Convert the entries, from their first line through the line containing "column 172, row 177", both included, into a JSON list of strings. Use one string per line, leave out blank lines, and include no other lines.

__________________________________________________

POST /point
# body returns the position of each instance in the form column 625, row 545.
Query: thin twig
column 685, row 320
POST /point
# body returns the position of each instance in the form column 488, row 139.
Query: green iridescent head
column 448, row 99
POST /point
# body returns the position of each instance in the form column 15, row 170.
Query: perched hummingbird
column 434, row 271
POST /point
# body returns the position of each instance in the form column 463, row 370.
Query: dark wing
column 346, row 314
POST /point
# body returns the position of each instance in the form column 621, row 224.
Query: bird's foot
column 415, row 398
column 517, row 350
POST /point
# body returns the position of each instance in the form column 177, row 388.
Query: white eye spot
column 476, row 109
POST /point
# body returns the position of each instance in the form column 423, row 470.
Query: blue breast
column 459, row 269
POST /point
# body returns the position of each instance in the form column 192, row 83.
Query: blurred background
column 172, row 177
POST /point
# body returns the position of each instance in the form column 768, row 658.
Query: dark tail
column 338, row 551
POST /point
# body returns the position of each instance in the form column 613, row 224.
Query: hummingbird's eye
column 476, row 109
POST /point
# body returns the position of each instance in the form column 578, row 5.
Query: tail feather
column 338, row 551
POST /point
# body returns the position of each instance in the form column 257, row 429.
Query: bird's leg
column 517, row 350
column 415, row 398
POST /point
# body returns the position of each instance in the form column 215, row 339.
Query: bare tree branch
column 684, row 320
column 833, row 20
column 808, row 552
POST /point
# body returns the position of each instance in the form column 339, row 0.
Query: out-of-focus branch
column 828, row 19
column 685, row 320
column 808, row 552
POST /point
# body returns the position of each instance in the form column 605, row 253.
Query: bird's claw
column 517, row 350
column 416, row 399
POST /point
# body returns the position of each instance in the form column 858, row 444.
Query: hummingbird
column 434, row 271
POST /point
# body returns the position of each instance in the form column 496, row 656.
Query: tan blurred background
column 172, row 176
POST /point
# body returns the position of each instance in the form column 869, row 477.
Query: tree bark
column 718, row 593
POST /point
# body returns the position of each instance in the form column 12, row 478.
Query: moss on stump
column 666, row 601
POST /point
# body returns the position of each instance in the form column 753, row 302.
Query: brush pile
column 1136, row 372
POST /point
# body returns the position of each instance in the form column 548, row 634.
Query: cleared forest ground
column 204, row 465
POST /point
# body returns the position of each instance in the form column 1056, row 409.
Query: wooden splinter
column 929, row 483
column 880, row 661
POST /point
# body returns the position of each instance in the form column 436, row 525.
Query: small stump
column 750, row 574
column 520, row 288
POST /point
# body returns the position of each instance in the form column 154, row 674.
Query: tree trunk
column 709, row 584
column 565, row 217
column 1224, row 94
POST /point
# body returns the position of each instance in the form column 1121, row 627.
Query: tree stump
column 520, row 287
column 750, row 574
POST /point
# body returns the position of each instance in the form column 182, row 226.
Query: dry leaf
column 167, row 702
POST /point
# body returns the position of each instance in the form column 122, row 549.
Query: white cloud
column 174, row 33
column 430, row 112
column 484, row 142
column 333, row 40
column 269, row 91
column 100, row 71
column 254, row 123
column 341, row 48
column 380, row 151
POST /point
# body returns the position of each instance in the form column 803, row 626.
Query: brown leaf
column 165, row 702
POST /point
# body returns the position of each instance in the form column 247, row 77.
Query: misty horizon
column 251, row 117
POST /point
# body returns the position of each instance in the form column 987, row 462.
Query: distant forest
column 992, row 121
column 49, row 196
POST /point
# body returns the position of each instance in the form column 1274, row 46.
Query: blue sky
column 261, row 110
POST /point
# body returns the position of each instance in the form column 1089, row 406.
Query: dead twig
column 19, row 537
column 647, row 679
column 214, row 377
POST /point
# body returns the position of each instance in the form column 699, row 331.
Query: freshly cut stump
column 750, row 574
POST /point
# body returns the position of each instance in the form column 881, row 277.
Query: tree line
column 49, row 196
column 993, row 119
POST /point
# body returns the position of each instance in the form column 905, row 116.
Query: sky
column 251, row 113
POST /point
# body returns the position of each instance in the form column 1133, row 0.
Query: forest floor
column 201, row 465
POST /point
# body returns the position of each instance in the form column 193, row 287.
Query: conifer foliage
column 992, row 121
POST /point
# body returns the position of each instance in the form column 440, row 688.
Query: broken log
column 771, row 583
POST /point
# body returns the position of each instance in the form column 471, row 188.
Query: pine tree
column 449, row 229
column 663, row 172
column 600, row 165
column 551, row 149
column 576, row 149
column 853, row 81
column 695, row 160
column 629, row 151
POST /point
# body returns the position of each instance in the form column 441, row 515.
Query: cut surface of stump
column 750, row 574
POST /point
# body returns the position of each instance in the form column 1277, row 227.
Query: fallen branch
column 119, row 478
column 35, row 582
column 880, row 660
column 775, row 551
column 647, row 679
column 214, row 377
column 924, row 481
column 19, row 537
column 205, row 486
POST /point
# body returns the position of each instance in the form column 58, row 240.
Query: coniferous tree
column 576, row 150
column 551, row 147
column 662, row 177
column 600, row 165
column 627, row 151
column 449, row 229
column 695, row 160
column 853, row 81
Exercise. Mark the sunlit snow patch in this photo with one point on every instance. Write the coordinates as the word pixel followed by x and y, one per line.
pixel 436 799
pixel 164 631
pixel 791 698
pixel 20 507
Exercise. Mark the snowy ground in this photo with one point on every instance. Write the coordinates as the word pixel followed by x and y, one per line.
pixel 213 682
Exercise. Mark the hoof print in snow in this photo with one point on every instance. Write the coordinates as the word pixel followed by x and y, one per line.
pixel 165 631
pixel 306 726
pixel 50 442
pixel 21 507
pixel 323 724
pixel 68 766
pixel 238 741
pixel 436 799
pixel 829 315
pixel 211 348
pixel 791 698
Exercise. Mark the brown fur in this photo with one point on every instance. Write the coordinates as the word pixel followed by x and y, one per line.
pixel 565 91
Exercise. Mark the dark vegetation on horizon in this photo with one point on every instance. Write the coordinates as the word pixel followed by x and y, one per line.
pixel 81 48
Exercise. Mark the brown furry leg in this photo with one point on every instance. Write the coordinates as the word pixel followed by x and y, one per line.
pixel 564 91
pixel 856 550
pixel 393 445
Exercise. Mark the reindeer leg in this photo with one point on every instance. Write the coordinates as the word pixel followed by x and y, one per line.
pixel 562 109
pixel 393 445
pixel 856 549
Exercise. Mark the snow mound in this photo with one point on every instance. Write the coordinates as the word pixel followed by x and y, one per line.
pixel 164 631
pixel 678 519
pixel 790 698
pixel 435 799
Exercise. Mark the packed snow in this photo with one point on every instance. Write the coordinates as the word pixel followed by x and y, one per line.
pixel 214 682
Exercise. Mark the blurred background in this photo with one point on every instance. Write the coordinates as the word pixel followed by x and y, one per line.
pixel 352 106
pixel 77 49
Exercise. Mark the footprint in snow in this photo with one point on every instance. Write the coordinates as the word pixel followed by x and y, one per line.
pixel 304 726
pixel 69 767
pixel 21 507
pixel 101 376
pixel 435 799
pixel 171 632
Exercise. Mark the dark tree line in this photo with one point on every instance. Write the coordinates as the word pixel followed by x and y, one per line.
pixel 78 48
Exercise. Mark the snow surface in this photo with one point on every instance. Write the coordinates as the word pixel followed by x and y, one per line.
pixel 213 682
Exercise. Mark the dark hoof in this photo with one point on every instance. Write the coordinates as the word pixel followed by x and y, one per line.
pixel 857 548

__________________________________________________

● REPLY TO THE TASK:
[
  "POST /point",
  "# body returns the position of each instance in the form column 625, row 545.",
  "Query: thin twig",
  "column 685, row 320",
  "POST /point",
  "# body returns the position of each instance in the form column 488, row 139.",
  "Query: green iridescent head",
  "column 448, row 99",
  "POST /point",
  "# body returns the position of each instance in the form column 15, row 170.",
  "Query: perched hummingbird",
  "column 434, row 271",
  "POST /point",
  "# body returns the position of each instance in the form column 463, row 370.",
  "Query: dark wing",
  "column 346, row 314",
  "POST /point",
  "# body returns the position of each instance in the form column 621, row 224.",
  "Query: bird's foot",
  "column 415, row 398",
  "column 517, row 350",
  "POST /point",
  "# body returns the position of each instance in the form column 177, row 388.",
  "Query: white eye spot",
  "column 476, row 109",
  "POST /point",
  "# body returns the position of each instance in the form column 423, row 470.",
  "Query: blue breast",
  "column 459, row 269",
  "POST /point",
  "# body returns the position of each instance in the form column 192, row 83.",
  "Query: blurred background",
  "column 172, row 177"
]